Exercise objective:
Nothing in the data may be altered; copy it all exactly.

Data provided:
################

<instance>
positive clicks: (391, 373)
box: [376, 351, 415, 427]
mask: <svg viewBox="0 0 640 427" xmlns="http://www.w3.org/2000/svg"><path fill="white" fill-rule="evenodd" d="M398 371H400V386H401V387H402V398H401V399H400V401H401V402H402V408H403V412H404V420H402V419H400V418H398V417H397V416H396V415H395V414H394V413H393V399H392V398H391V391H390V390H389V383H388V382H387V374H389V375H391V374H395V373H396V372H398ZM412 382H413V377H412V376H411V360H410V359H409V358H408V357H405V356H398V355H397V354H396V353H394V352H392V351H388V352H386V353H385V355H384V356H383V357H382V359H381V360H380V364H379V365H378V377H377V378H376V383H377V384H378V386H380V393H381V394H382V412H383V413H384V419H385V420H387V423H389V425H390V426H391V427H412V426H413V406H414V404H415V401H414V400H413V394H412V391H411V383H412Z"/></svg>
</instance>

################

Answer section:
<instance>
positive clicks: (391, 373)
box: [376, 351, 415, 427]
mask: <svg viewBox="0 0 640 427" xmlns="http://www.w3.org/2000/svg"><path fill="white" fill-rule="evenodd" d="M398 371H400V386H401V387H402V398H401V399H400V401H401V402H402V408H403V412H404V420H402V419H400V418H398V417H397V416H396V415H395V414H394V413H393V399H392V398H391V391H390V390H389V383H388V382H387V374H389V375H391V374H395V373H396V372H398ZM412 382H413V377H412V376H411V360H410V359H409V358H408V357H405V356H398V355H397V354H396V353H394V352H392V351H388V352H386V353H385V355H384V356H383V357H382V359H381V360H380V364H379V365H378V377H377V378H376V383H377V384H378V386H380V393H381V394H382V412H383V413H384V419H385V420H387V423H389V425H390V426H391V427H412V426H413V406H414V404H415V401H414V400H413V394H412V391H411V383H412Z"/></svg>
</instance>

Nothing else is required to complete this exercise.